(Data excerpts)
****************************************

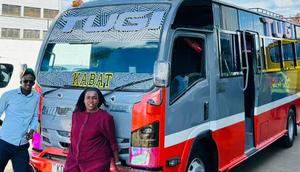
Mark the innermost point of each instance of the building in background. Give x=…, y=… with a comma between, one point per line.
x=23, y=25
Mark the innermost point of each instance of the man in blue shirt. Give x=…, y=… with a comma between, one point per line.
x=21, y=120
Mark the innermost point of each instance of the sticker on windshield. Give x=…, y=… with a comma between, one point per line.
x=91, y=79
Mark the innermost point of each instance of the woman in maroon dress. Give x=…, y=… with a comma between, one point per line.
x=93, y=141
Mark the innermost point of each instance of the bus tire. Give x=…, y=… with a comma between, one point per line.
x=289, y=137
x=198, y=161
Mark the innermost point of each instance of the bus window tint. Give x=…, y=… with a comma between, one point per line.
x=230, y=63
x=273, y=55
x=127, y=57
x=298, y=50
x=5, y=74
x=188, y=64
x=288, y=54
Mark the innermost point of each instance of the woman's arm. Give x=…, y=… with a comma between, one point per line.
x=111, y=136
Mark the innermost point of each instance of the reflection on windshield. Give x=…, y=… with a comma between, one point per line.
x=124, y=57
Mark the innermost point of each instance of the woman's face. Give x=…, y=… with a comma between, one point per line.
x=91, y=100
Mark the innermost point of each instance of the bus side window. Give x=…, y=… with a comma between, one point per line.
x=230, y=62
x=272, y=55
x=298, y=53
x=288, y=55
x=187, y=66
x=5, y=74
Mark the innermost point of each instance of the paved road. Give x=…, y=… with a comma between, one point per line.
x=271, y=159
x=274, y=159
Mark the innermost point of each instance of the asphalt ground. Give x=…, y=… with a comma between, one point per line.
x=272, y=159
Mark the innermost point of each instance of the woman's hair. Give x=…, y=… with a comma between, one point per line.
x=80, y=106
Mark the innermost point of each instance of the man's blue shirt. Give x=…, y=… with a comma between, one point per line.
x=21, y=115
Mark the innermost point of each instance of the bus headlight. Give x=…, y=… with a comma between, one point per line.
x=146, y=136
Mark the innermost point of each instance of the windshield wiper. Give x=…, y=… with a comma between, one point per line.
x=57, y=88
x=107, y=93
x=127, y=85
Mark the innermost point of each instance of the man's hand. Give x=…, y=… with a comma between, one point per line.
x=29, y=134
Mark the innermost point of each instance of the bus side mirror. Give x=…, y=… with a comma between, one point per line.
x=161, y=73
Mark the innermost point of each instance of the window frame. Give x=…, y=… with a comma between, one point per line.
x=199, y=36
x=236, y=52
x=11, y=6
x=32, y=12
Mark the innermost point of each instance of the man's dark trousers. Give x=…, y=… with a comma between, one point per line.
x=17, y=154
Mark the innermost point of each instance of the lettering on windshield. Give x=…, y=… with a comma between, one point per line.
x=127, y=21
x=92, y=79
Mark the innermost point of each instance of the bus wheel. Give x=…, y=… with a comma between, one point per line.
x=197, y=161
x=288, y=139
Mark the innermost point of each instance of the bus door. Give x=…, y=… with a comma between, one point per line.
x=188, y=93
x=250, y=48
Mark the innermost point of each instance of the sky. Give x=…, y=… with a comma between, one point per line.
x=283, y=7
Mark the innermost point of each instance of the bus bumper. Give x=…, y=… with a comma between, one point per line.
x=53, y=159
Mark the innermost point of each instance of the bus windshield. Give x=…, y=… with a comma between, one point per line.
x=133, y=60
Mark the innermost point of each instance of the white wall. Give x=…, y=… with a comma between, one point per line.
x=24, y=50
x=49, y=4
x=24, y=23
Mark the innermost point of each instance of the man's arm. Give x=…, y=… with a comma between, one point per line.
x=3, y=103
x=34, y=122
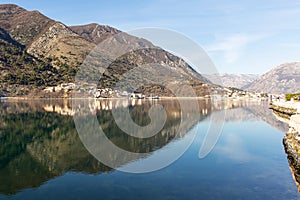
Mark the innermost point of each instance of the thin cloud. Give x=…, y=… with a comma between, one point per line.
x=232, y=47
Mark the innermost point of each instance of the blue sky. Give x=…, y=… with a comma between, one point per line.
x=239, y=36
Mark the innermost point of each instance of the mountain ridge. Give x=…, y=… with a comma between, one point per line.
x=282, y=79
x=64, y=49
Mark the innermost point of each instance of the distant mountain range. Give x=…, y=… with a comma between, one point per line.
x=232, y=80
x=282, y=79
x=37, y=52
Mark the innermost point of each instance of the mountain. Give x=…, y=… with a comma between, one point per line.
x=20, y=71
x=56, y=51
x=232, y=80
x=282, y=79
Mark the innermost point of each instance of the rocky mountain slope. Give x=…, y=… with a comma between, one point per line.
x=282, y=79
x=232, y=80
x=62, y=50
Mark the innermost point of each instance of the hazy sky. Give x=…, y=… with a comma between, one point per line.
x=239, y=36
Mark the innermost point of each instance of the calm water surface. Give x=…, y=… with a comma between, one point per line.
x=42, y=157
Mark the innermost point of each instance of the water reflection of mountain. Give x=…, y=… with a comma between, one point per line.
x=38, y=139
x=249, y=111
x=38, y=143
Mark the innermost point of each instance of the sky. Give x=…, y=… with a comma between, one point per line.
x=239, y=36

****************************************

● YOUR GOAL
In your copy, include every record word for word but no pictures.

● ANSWER SECTION
Mark the innermost point of each instance of the building in background. Give x=…, y=… with a comma between, one point per line.
x=23, y=25
Mark the innermost point of each instance of the man in blue shirt. Give x=…, y=… with a comma between, one point per line.
x=21, y=120
Mark the innermost point of each instance of the sticker on windshield. Give x=…, y=… with a comma between, one point per line.
x=91, y=79
Mark the innermost point of each instance of the woman in maroon dress. Give x=…, y=… with a comma between, one point per line.
x=93, y=141
Mark the innermost point of each instance of the bus tire. Give x=…, y=… with a comma between, one point per line.
x=289, y=137
x=198, y=161
Mark the innermost point of each instance of the bus window tint. Give x=…, y=… with a comma between, one point per line.
x=230, y=63
x=273, y=55
x=127, y=57
x=298, y=50
x=5, y=74
x=188, y=64
x=288, y=54
Mark the innermost point of each instance of the woman's arm. Give x=…, y=… with a comma between, one point per line.
x=111, y=136
Mark the innermost point of each instance of the reflection on windshield. Give x=…, y=… with a comma between, one point per line.
x=124, y=57
Mark the innermost point of each instance of the woman's face. Give x=…, y=… with a comma between, one point per line.
x=91, y=100
Mark the innermost point of each instance of the bus side window. Give x=…, y=… with a comma between, one point per line.
x=230, y=62
x=272, y=55
x=298, y=53
x=288, y=55
x=187, y=66
x=5, y=74
Mark the innermost point of each instance of the paved road. Give x=…, y=… with a comma between, one point per line.
x=271, y=159
x=274, y=159
Mark the innermost point of each instance of the asphalt ground. Give x=…, y=… with a comma between, one point per line.
x=272, y=159
Mark the innermost point of each instance of the woman's hair. Give x=…, y=… with a comma between, one point per line.
x=80, y=106
Mark the innermost point of each instance of the man's blue shirt. Give x=…, y=… with a comma between, one point per line.
x=21, y=115
Mark the innermost point of each instance of the bus headlight. Give x=…, y=… with a comma between, one point per line.
x=146, y=136
Mark the innermost point of each instance of the windshield wiper. Give x=…, y=… with a comma between, one point per line.
x=57, y=88
x=107, y=93
x=127, y=85
Mark the innermost point of each instance of the man's hand. Give x=…, y=… with a comma between, one point per line.
x=29, y=134
Mark the innermost point of each instance of the bus side mirror. Give x=…, y=… with a comma between, one point per line.
x=161, y=73
Mark the innermost point of each instance of the window frame. Give x=…, y=… with a comma between, one point per line.
x=199, y=36
x=236, y=52
x=11, y=6
x=32, y=12
Mark the innermost point of each instance of the man's dark trousers. Give x=…, y=… with a comma between, one point per line.
x=17, y=154
Mark the innermost point of each instance of the lettering on windshield. Give x=…, y=… with a comma between, one point per line.
x=127, y=21
x=92, y=79
Mark the innermost point of each instance of the bus wheel. Give x=…, y=… with a comma between, one point per line.
x=197, y=161
x=288, y=139
Mark the innermost point of each instance of the bus door. Give x=…, y=… with a comma between, one point per line.
x=188, y=93
x=250, y=48
Mark the innermost point of each instance of the sky. Give x=…, y=… with a comma between, one point per line.
x=283, y=7
Mark the innermost point of each instance of the bus bumper. Give x=…, y=… with a comma between, one point per line.
x=53, y=159
Mark the innermost point of each instance of the bus windshield. Give x=…, y=… with a comma between, one point per line.
x=133, y=60
Mark the innermost point of each instance of the white wall. Give x=…, y=… with a comma between, one point per line.
x=24, y=50
x=49, y=4
x=24, y=23
Mark the innermost point of each instance of the man's arm. Give x=…, y=… with a comma between, one point per line.
x=3, y=103
x=34, y=122
Mark the innermost point of each instance of the thin cloud. Give x=…, y=… with a comma between, one point per line.
x=232, y=47
Mark the innermost point of each instance of the blue sky. Give x=…, y=… with a comma between, one point per line.
x=239, y=36
Mark the innermost point of each instance of the mountain ridge. Give x=…, y=… with a comma between, one point per line.
x=282, y=79
x=64, y=49
Mark the innermost point of each instance of the distant mountain range. Give x=…, y=… with a comma between, one point per line.
x=232, y=80
x=282, y=79
x=37, y=52
Mark the innermost point of each instance of the mountain. Give x=…, y=… with a comma between, one point per line.
x=20, y=71
x=56, y=51
x=232, y=80
x=282, y=79
Mark the innermost point of each instance of the rocky mountain slope. Give x=…, y=… with a comma between, one point per line.
x=282, y=79
x=232, y=80
x=62, y=50
Mark the innermost point of each instance of the hazy sky. Give x=…, y=… with a comma between, one point per line.
x=239, y=36
Mark the innermost point of each instance of the calm water surface. Give x=…, y=… with a comma between, one point per line.
x=42, y=157
Mark the innermost point of each instance of the water reflection of mountain. Give x=…, y=… with a comma between, one point per line.
x=38, y=139
x=249, y=111
x=38, y=143
Mark the innermost point of each instance of the sky. Give x=…, y=… with a comma between, one point per line.
x=239, y=36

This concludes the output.